**Task directions**
Return each line in the records below that contains the word "folded". Only matches with the same capitalization count.

**Stored items**
====

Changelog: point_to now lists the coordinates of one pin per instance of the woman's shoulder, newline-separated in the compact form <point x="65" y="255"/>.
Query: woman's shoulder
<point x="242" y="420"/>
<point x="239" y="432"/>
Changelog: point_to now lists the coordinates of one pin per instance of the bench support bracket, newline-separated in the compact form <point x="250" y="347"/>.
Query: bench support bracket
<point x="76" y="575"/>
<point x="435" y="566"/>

====

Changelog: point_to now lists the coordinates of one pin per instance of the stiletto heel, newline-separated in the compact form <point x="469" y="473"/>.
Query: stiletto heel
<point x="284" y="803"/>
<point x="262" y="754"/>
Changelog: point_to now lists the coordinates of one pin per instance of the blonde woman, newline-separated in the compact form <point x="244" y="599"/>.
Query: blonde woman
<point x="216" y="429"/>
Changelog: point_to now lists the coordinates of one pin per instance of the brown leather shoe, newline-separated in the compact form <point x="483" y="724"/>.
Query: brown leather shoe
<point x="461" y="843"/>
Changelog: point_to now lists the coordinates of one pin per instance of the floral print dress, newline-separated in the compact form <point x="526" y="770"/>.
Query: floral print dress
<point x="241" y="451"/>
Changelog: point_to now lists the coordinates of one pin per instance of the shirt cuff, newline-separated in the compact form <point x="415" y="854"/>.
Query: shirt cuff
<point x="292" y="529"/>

====

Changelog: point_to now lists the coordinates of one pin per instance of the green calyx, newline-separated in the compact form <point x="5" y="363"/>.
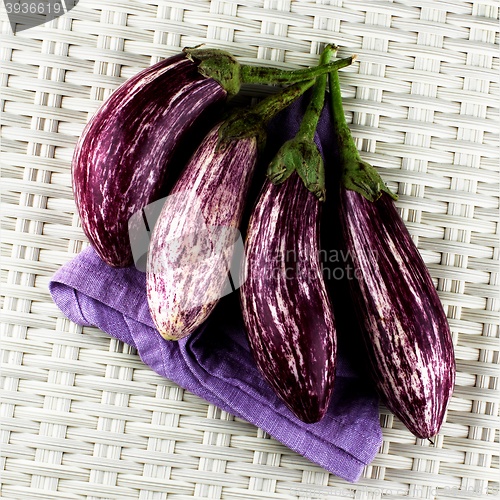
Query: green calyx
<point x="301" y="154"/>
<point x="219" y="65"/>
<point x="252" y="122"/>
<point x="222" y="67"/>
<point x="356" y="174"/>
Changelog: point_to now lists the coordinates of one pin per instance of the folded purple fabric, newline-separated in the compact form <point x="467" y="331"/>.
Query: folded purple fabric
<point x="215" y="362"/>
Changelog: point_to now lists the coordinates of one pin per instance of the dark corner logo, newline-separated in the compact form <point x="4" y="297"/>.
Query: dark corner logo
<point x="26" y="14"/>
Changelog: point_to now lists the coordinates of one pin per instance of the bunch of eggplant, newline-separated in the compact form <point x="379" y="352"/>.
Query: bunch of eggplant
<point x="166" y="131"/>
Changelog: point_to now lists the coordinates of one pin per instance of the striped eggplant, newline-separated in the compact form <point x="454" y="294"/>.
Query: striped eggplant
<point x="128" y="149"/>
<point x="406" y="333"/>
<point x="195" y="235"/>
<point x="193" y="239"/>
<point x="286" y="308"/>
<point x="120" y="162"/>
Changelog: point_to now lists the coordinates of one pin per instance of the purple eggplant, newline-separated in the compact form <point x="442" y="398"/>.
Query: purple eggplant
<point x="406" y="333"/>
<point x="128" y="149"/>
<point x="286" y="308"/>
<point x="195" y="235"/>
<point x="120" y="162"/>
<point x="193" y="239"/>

====

**Solution**
Changelog: point_to now lists the coordinates of one pin per instance of the folded purple fabric, newline-separated in the compact form <point x="467" y="331"/>.
Query: folded purple fabric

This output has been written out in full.